• Data records
/---
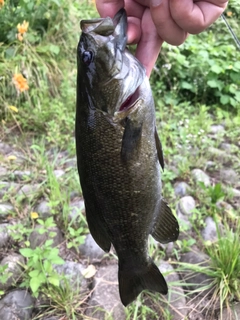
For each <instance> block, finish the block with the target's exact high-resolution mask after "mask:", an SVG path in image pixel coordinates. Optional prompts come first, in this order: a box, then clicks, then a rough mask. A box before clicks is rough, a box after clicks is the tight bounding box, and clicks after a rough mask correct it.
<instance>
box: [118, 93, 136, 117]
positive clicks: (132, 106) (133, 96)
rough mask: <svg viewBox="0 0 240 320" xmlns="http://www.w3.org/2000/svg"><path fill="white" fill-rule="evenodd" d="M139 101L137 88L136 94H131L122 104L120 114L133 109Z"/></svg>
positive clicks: (119, 111) (132, 93)
mask: <svg viewBox="0 0 240 320" xmlns="http://www.w3.org/2000/svg"><path fill="white" fill-rule="evenodd" d="M138 99H139V90H138V88H137V89H136V90H135V92H134V93H132V94H130V95H129V96H128V98H127V99H126V100H125V101H124V102H123V103H122V104H121V106H120V108H119V112H121V111H126V110H129V109H131V108H132V107H133V106H134V105H135V104H136V102H137V101H138Z"/></svg>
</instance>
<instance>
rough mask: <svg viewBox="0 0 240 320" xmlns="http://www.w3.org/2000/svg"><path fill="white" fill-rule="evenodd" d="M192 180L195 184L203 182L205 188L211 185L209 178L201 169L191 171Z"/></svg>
mask: <svg viewBox="0 0 240 320" xmlns="http://www.w3.org/2000/svg"><path fill="white" fill-rule="evenodd" d="M192 178H193V180H194V181H195V182H196V183H198V182H203V183H204V185H205V187H209V186H210V185H211V181H210V178H209V176H208V175H207V174H206V173H205V172H204V171H202V170H201V169H193V170H192Z"/></svg>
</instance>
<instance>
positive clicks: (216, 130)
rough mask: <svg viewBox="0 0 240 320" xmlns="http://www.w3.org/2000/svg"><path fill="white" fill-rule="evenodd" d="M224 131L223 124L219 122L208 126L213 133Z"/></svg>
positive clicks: (219, 132)
mask: <svg viewBox="0 0 240 320" xmlns="http://www.w3.org/2000/svg"><path fill="white" fill-rule="evenodd" d="M224 131H225V129H224V126H222V125H221V124H217V125H212V126H211V127H210V132H211V133H213V134H218V133H223V132H224Z"/></svg>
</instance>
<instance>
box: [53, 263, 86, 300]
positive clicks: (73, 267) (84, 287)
mask: <svg viewBox="0 0 240 320" xmlns="http://www.w3.org/2000/svg"><path fill="white" fill-rule="evenodd" d="M85 269H86V268H85V267H84V266H83V265H82V264H80V263H76V262H73V261H66V262H65V263H64V264H62V265H57V266H54V270H55V271H56V272H57V273H58V274H59V275H63V276H64V277H65V278H67V279H68V281H69V282H68V283H69V288H71V290H73V291H74V292H79V294H83V293H86V292H87V291H89V289H88V282H87V280H86V279H85V278H84V277H83V275H82V272H83V271H84V270H85ZM61 286H62V287H63V288H64V287H66V282H65V279H64V281H61Z"/></svg>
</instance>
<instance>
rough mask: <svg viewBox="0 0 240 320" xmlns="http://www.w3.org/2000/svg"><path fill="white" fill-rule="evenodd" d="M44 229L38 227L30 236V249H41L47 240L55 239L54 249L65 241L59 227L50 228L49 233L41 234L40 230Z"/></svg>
mask: <svg viewBox="0 0 240 320" xmlns="http://www.w3.org/2000/svg"><path fill="white" fill-rule="evenodd" d="M42 228H43V227H42V226H41V225H37V226H36V227H35V229H34V230H33V231H32V232H31V234H30V236H29V242H30V247H31V248H32V249H35V248H36V247H40V246H41V245H42V244H44V243H45V242H46V240H49V239H53V243H52V247H56V246H58V245H59V244H60V243H62V242H63V241H64V239H63V236H62V232H61V231H60V229H59V228H58V227H50V228H48V230H47V232H45V233H43V234H40V233H39V229H42ZM52 233H54V234H55V235H54V236H53V237H52V236H51V234H52Z"/></svg>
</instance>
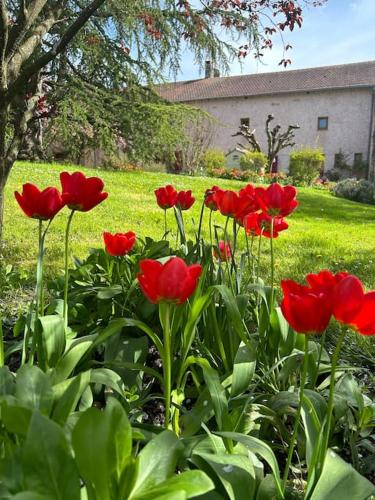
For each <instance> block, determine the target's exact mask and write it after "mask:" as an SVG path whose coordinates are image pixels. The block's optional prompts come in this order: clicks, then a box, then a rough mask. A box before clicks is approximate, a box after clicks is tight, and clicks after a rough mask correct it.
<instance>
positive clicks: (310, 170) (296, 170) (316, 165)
mask: <svg viewBox="0 0 375 500" xmlns="http://www.w3.org/2000/svg"><path fill="white" fill-rule="evenodd" d="M323 166H324V154H323V151H322V150H321V149H307V148H306V149H301V150H299V151H293V153H291V154H290V157H289V175H290V176H291V177H292V178H293V181H294V183H295V184H308V185H310V184H312V182H313V181H314V180H315V179H316V178H317V177H318V175H319V173H320V172H321V170H322V169H323Z"/></svg>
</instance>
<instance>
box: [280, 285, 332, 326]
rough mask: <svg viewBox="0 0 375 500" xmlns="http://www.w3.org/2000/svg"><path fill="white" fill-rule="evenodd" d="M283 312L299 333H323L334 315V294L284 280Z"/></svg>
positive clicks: (282, 308)
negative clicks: (333, 296)
mask: <svg viewBox="0 0 375 500" xmlns="http://www.w3.org/2000/svg"><path fill="white" fill-rule="evenodd" d="M281 288H282V290H283V293H284V297H283V300H282V302H281V310H282V313H283V315H284V317H285V319H286V320H287V321H288V323H289V324H290V326H291V327H292V328H293V329H294V330H295V331H296V332H298V333H322V332H324V330H325V329H326V328H327V326H328V323H329V320H330V318H331V315H332V305H333V302H332V293H325V292H324V291H319V290H314V289H312V288H311V287H308V286H303V285H300V284H298V283H296V282H295V281H293V280H282V282H281Z"/></svg>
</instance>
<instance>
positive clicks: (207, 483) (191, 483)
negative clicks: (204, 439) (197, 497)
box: [133, 470, 214, 500]
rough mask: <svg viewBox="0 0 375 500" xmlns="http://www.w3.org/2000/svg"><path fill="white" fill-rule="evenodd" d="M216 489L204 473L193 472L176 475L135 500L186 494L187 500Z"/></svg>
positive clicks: (152, 488)
mask: <svg viewBox="0 0 375 500" xmlns="http://www.w3.org/2000/svg"><path fill="white" fill-rule="evenodd" d="M213 488H214V483H213V482H212V481H211V479H210V478H209V477H208V476H207V475H206V474H205V473H204V472H202V471H198V470H194V471H193V470H191V471H186V472H183V473H182V474H178V475H174V476H172V477H170V478H168V479H167V480H166V481H164V482H162V483H160V484H158V485H157V486H155V487H154V488H151V489H149V490H146V491H144V492H143V493H140V494H139V495H135V496H134V497H133V499H134V500H153V499H155V498H159V496H161V495H167V494H174V493H180V492H184V493H185V494H186V498H193V497H196V496H198V495H203V494H204V493H207V492H208V491H210V490H212V489H213Z"/></svg>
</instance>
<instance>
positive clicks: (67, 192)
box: [60, 172, 108, 212]
mask: <svg viewBox="0 0 375 500" xmlns="http://www.w3.org/2000/svg"><path fill="white" fill-rule="evenodd" d="M60 181H61V185H62V199H63V201H64V203H65V204H66V205H67V206H68V207H69V208H70V209H71V210H78V211H79V212H88V211H89V210H91V209H92V208H94V207H96V205H99V203H101V202H102V201H104V200H105V199H106V198H107V196H108V193H106V192H104V191H103V188H104V183H103V181H102V180H101V179H99V177H86V176H85V175H84V174H83V173H82V172H74V174H69V172H61V174H60Z"/></svg>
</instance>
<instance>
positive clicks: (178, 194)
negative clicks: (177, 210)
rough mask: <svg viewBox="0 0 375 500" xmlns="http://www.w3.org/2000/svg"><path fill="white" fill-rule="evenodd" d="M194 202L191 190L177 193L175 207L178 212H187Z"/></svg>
mask: <svg viewBox="0 0 375 500" xmlns="http://www.w3.org/2000/svg"><path fill="white" fill-rule="evenodd" d="M194 202H195V198H194V196H192V195H191V190H190V189H189V191H179V192H178V194H177V201H176V206H177V207H179V209H180V210H189V208H191V207H192V206H193V204H194Z"/></svg>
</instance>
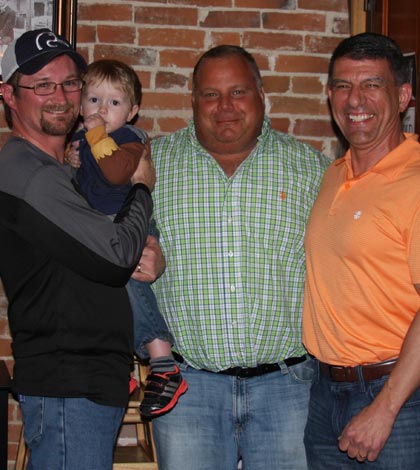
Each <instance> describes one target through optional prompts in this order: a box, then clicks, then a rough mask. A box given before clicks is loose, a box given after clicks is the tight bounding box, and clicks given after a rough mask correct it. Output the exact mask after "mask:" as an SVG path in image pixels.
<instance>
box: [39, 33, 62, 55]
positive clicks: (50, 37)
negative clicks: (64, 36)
mask: <svg viewBox="0 0 420 470" xmlns="http://www.w3.org/2000/svg"><path fill="white" fill-rule="evenodd" d="M45 36H47V38H45ZM41 41H42V43H44V44H42V43H41ZM58 43H60V44H63V45H64V46H65V47H70V46H69V45H68V43H67V42H66V41H63V40H62V39H60V38H59V37H57V36H56V35H55V34H54V33H53V32H51V31H50V32H47V31H46V32H44V33H40V34H38V36H37V37H36V39H35V44H36V47H37V49H38V50H39V51H42V50H43V49H45V48H46V47H47V48H54V47H58Z"/></svg>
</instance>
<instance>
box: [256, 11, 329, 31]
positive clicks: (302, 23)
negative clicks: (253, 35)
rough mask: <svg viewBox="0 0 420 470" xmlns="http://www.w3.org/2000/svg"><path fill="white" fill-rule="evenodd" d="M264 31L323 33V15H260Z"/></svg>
mask: <svg viewBox="0 0 420 470" xmlns="http://www.w3.org/2000/svg"><path fill="white" fill-rule="evenodd" d="M262 19H263V27H264V28H265V29H282V30H286V31H292V30H297V31H325V24H326V23H325V15H321V14H315V13H313V14H309V13H296V14H294V13H277V12H267V13H263V14H262Z"/></svg>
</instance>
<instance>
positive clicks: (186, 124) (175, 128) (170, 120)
mask: <svg viewBox="0 0 420 470" xmlns="http://www.w3.org/2000/svg"><path fill="white" fill-rule="evenodd" d="M187 123H188V119H182V118H178V117H176V118H159V119H158V126H159V129H160V130H161V131H162V132H164V133H169V132H175V131H177V130H178V129H182V128H183V127H186V126H187Z"/></svg>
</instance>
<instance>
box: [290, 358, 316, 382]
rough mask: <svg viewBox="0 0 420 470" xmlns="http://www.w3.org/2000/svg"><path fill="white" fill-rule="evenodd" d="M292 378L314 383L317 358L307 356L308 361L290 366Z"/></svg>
mask: <svg viewBox="0 0 420 470" xmlns="http://www.w3.org/2000/svg"><path fill="white" fill-rule="evenodd" d="M288 371H289V375H290V377H291V378H293V379H294V380H296V382H299V383H312V381H313V380H314V377H315V372H316V360H315V359H314V358H312V357H310V356H307V359H306V361H304V362H301V363H300V364H296V365H295V366H292V367H289V368H288Z"/></svg>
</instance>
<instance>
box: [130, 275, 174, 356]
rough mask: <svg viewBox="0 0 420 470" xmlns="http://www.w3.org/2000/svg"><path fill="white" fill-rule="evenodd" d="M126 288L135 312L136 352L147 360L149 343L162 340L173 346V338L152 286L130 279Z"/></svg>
mask: <svg viewBox="0 0 420 470" xmlns="http://www.w3.org/2000/svg"><path fill="white" fill-rule="evenodd" d="M126 287H127V292H128V298H129V299H130V304H131V310H132V311H133V327H134V350H135V352H136V354H137V355H138V356H139V357H140V358H141V359H147V358H148V356H149V355H148V353H147V350H146V344H147V343H150V342H151V341H153V340H154V339H161V340H163V341H168V342H169V343H170V344H173V336H172V335H171V333H170V332H169V330H168V327H167V325H166V322H165V320H164V318H163V316H162V314H161V313H160V311H159V308H158V305H157V302H156V297H155V294H154V292H153V291H152V288H151V287H150V284H148V283H147V282H139V281H136V280H135V279H130V280H129V281H128V284H127V286H126Z"/></svg>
\---
• Required action
Can you write out the listing word for word, from its start through the line containing "positive clicks: (132, 106) (133, 96)", leaving the pictures out?

• Result for this exercise
For each <instance> block, finish the block with the target's exact high-resolution mask after "mask:", an SVG path in image pixel coordinates. Optional prompts come first, in this order: a box, then clicks, then a rough mask. A box before clicks is rough, a box after clicks is the tight bounding box, and clicks after a rough mask correct it.
<instance>
box: [118, 93, 136, 117]
positive clicks: (132, 106) (133, 96)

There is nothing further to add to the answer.